§ WHAT YOU NEED TO DO: Copy word for word the lines between the one holding "Task: locate the white temple wall" and the one holding "[(589, 179)]", inclusive.

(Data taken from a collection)
————————

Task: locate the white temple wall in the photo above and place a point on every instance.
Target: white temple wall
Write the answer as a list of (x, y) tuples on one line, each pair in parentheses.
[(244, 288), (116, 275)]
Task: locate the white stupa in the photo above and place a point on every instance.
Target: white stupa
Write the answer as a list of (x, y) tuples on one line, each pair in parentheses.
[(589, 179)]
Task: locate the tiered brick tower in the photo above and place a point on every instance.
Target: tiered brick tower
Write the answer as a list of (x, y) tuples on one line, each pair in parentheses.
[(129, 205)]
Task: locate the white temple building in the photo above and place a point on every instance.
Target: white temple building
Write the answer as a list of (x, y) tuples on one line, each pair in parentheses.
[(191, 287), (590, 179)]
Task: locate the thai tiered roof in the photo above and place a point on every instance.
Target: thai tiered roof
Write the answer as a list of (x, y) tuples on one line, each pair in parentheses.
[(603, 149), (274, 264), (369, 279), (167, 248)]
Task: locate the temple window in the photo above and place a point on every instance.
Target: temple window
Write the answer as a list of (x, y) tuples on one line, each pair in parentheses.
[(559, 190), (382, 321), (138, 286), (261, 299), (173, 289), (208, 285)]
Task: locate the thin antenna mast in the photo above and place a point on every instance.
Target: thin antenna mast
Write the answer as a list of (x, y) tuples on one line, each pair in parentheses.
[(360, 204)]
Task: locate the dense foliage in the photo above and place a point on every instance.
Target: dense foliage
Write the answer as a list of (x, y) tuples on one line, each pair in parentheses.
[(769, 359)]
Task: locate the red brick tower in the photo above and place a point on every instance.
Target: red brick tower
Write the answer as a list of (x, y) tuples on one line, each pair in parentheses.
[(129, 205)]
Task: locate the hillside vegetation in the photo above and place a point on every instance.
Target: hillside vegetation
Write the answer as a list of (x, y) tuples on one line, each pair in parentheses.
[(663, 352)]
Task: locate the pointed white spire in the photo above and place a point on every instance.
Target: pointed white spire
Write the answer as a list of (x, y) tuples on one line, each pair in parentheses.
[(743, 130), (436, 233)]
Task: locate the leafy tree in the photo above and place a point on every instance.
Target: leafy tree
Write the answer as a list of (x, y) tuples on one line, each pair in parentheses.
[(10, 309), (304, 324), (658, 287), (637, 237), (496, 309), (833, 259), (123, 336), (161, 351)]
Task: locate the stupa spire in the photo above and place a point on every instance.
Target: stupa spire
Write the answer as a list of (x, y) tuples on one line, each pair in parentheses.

————————

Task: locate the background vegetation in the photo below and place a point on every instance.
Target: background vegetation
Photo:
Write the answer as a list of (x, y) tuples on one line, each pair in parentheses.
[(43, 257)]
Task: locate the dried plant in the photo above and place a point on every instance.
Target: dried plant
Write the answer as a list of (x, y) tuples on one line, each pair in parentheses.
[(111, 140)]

————————

§ THE COMPLETED TASK:
Task: locate the white temple wall in the photo above and place a point on every instance.
Target: white temple wall
Write the answer as a list of (x, y) tuples on one line, each pair in parentheses.
[(244, 288), (116, 275)]
Task: locate the white stupa in the photo above and place a point on every instance.
Target: white stupa
Write the answer as a list of (x, y) tuples on one line, each pair in parentheses.
[(589, 179)]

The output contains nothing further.